Aim of the exercise » Render the listing below as a Markdown table with a "Row" column for the line number and a "Line" column for its text, leaving out blank lines. Leave the pictures out of the answer.

[Pointing records]
▼

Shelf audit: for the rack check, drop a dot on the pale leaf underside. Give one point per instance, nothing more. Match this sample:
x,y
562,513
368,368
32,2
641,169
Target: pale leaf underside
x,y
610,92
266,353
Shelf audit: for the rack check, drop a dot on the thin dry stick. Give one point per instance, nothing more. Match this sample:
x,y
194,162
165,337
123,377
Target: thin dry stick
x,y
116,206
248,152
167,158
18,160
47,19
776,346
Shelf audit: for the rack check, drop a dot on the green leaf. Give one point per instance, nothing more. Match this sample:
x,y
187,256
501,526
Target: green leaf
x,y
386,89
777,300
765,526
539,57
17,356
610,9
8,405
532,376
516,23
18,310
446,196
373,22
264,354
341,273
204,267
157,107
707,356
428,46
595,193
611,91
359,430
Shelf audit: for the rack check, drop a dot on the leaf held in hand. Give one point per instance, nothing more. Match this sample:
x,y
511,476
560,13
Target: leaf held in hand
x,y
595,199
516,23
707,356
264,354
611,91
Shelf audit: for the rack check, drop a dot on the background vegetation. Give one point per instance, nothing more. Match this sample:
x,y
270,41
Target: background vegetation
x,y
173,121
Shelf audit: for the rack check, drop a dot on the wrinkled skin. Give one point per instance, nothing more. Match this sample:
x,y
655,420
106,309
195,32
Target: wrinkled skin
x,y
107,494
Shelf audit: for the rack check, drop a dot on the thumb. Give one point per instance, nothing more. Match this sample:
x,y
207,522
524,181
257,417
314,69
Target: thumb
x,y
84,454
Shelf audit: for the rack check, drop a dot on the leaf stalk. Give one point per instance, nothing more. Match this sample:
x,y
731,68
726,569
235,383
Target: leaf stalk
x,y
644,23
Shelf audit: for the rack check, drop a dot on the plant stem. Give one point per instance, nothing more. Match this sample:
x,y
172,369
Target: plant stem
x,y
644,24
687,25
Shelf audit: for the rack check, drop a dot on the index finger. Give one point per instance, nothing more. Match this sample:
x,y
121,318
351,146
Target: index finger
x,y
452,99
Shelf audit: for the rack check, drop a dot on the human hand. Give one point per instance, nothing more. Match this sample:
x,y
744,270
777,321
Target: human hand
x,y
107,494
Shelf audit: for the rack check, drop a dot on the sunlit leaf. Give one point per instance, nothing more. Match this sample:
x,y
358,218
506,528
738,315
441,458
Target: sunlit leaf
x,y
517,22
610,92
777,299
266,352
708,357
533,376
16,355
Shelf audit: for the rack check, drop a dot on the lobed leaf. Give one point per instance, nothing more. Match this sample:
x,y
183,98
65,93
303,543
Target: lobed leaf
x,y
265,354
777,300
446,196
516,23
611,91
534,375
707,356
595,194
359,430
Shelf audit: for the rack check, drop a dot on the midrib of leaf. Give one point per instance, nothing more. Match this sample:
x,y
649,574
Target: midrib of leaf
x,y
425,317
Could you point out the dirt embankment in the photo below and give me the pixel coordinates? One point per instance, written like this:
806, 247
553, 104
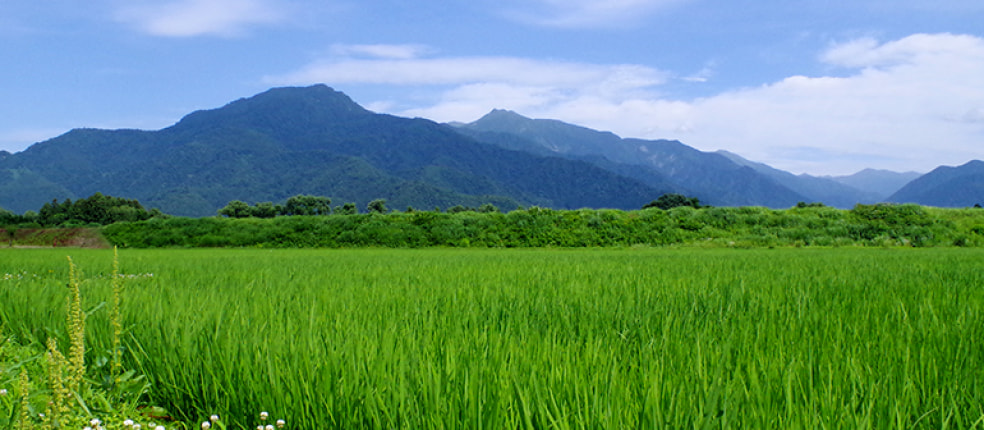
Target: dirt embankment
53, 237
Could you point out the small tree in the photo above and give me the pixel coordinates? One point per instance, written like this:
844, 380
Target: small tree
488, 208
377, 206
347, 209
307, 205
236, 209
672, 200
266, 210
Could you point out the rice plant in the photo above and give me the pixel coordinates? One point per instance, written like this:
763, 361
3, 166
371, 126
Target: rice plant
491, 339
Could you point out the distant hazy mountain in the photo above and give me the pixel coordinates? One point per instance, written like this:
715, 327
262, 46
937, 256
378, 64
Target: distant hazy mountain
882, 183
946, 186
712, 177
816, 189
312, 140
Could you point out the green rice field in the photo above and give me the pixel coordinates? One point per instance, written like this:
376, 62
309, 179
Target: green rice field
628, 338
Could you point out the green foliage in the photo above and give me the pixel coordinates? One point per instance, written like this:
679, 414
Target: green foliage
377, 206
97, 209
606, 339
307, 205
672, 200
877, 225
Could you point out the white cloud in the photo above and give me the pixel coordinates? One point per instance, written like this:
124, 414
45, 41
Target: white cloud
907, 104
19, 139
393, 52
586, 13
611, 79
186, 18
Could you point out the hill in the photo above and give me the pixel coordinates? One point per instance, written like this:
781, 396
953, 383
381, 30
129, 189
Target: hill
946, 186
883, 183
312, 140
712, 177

▲

Response to the task »
| Row | Line |
|---|---|
| 1 | Shelf audit: for the rack check, drop a dot on the pale leaf underside. Give one point per instance, nothing more. Match this sample: |
| 2 | x,y |
| 3 | 562,513 |
| 4 | 368,368 |
| 5 | 32,2 |
| 6 | 641,169 |
| 7 | Target: pale leaf underside |
| 8 | x,y |
| 9 | 610,92 |
| 10 | 266,353 |
| 11 | Shelf audit: for the rack check, drop a dot on the thin dry stick. Give one point per instance, nothing more. Match this sample: |
| 12 | x,y |
| 13 | 194,162 |
| 14 | 165,337 |
| 15 | 123,377 |
| 16 | Target: thin dry stick |
| 17 | x,y |
| 18 | 116,206 |
| 19 | 248,152 |
| 20 | 167,158 |
| 21 | 18,160 |
| 22 | 47,19 |
| 23 | 776,346 |
| 24 | Shelf audit: for the rack check, drop a dot on the green leaf. Give one point per instance, nothing more. Match this sample: |
| 25 | x,y |
| 26 | 187,256 |
| 27 | 501,526 |
| 28 | Target: green leaf |
| 29 | x,y |
| 30 | 386,89 |
| 31 | 777,300 |
| 32 | 765,526 |
| 33 | 539,57 |
| 34 | 17,356 |
| 35 | 610,9 |
| 36 | 8,405 |
| 37 | 532,376 |
| 38 | 516,23 |
| 39 | 18,310 |
| 40 | 446,196 |
| 41 | 373,22 |
| 42 | 264,354 |
| 43 | 341,273 |
| 44 | 204,267 |
| 45 | 157,107 |
| 46 | 707,356 |
| 47 | 428,46 |
| 48 | 595,193 |
| 49 | 611,91 |
| 50 | 359,430 |
| 51 | Shelf audit: for the rack check, drop a dot on the leaf held in hand. Give one point per instance, nothing more. Match this sample: |
| 52 | x,y |
| 53 | 511,476 |
| 54 | 560,13 |
| 55 | Target: leaf held in hand |
| 56 | x,y |
| 57 | 595,199 |
| 58 | 516,23 |
| 59 | 707,356 |
| 60 | 264,354 |
| 61 | 611,91 |
| 62 | Shelf audit: for the rack check, drop a dot on the background vegetation. Give one point per instance, nothing more. Match this sample: |
| 63 | x,y |
| 64 | 270,41 |
| 65 | Target: background vegetation |
| 66 | x,y |
| 67 | 173,121 |
| 68 | Shelf audit: for the rack check, drop a dot on the wrinkled skin. Give one point per instance, nothing more. Match this sample: |
| 69 | x,y |
| 70 | 655,420 |
| 71 | 106,309 |
| 72 | 195,32 |
| 73 | Target: wrinkled skin |
| 74 | x,y |
| 75 | 107,494 |
| 76 | Shelf audit: for the rack check, drop a dot on the thumb. Give one point per instance, nothing more. Match this sample: |
| 77 | x,y |
| 78 | 207,522 |
| 79 | 524,181 |
| 80 | 257,417 |
| 81 | 314,69 |
| 82 | Target: thumb |
| 83 | x,y |
| 84 | 84,454 |
| 85 | Shelf audit: for the rack check, drop a dot on the leaf stalk. Give one point per instance, nothing more. Match this sample: |
| 86 | x,y |
| 87 | 731,68 |
| 88 | 726,569 |
| 89 | 235,383 |
| 90 | Target: leaf stalk |
| 91 | x,y |
| 92 | 644,23 |
| 93 | Shelf audit: for the rack check, drop a dot on the plant stem. Give one point per instance, nothing more. Match this sample: |
| 94 | x,y |
| 95 | 172,369 |
| 96 | Target: plant stem |
| 97 | x,y |
| 98 | 644,24 |
| 99 | 687,25 |
| 100 | Shelf audit: for the rack check, drop a dot on the index finger. Give one point per instance, nothing more. Match this sample: |
| 101 | x,y |
| 102 | 121,318 |
| 103 | 351,146 |
| 104 | Target: index finger |
| 105 | x,y |
| 106 | 452,99 |
| 107 | Shelf audit: for the rack check, drop a dot on the human hand. Give one point per instance, nothing more. Match this sample: |
| 108 | x,y |
| 109 | 744,270 |
| 110 | 777,321 |
| 111 | Target: human hand |
| 112 | x,y |
| 113 | 107,494 |
| 114 | Shelf audit: for the rack check, drop a dot on the sunlit leaf. Give one point per instance, nothing more. Match this sample: |
| 115 | x,y |
| 116 | 358,218 |
| 117 | 506,528 |
| 118 | 738,315 |
| 119 | 441,458 |
| 120 | Target: sunlit leaf |
| 121 | x,y |
| 122 | 517,22 |
| 123 | 610,92 |
| 124 | 777,299 |
| 125 | 266,352 |
| 126 | 708,357 |
| 127 | 533,376 |
| 128 | 16,355 |
| 129 | Shelf audit: for the rack check, drop a dot on the lobed leaf. Give one point per instance, nothing more. Match this sample: |
| 130 | x,y |
| 131 | 183,98 |
| 132 | 65,93 |
| 133 | 303,543 |
| 134 | Target: lobed leaf |
| 135 | x,y |
| 136 | 265,354 |
| 137 | 777,300 |
| 138 | 446,196 |
| 139 | 516,23 |
| 140 | 611,91 |
| 141 | 534,375 |
| 142 | 707,356 |
| 143 | 595,194 |
| 144 | 359,430 |
| 145 | Shelf audit: for the rack check, drop a dot on the midrib of leaf. Give one point per instance, nothing more. Match this sample: |
| 146 | x,y |
| 147 | 649,574 |
| 148 | Target: midrib of leaf |
| 149 | x,y |
| 150 | 425,317 |
| 151 | Could you point out the dirt embankment in the photo below and give me the pixel coordinates? One point per instance, written like this: |
| 152 | 806, 247 |
| 153 | 553, 104 |
| 154 | Target: dirt embankment |
| 155 | 53, 237 |
| 156 | Could you point out the small tree in the photo above and give me the pixel coordinates? One point per instance, written like this: |
| 157 | 844, 380 |
| 158 | Target: small tree |
| 159 | 488, 208 |
| 160 | 377, 206 |
| 161 | 347, 209 |
| 162 | 307, 205 |
| 163 | 236, 209 |
| 164 | 672, 200 |
| 165 | 266, 210 |
| 166 | Could you point out the rice plant in the photo above and give me the pixel coordinates? One point per instance, written like this: |
| 167 | 763, 361 |
| 168 | 3, 166 |
| 169 | 371, 126 |
| 170 | Target: rice plant |
| 171 | 491, 339 |
| 172 | Could you point out the distant hazy mountain in the photo above and give me the pixel coordinates? One point per instance, written like this: |
| 173 | 715, 327 |
| 174 | 262, 46 |
| 175 | 937, 256 |
| 176 | 378, 64 |
| 177 | Target: distant hazy mountain |
| 178 | 882, 183 |
| 179 | 946, 186 |
| 180 | 712, 177 |
| 181 | 816, 189 |
| 182 | 312, 140 |
| 183 | Could you point out the green rice field in the photo above and give me the pixel coordinates? One point per instance, written like this: |
| 184 | 376, 62 |
| 185 | 309, 179 |
| 186 | Target: green rice field |
| 187 | 628, 338 |
| 188 | Could you point out the green foliage in the photo above and give me the pixel coordinates? One point per instance, written like this: |
| 189 | 679, 414 |
| 190 | Target: green foliage |
| 191 | 377, 206 |
| 192 | 97, 209 |
| 193 | 606, 339 |
| 194 | 307, 205 |
| 195 | 672, 200 |
| 196 | 877, 225 |
| 197 | Could you point out the white cloud in the photo above and give me the pixel coordinates? One point per instance, written like this: |
| 198 | 124, 414 |
| 199 | 45, 41 |
| 200 | Target: white cloud |
| 201 | 907, 104 |
| 202 | 19, 139 |
| 203 | 393, 52 |
| 204 | 586, 13 |
| 205 | 611, 79 |
| 206 | 186, 18 |
| 207 | Could you point out the hill in the photo above and give me the pixel coordinates? One point per instance, written like this: |
| 208 | 781, 396 |
| 209 | 953, 383 |
| 210 | 381, 30 |
| 211 | 129, 189 |
| 212 | Target: hill |
| 213 | 946, 186 |
| 214 | 883, 183 |
| 215 | 312, 140 |
| 216 | 712, 177 |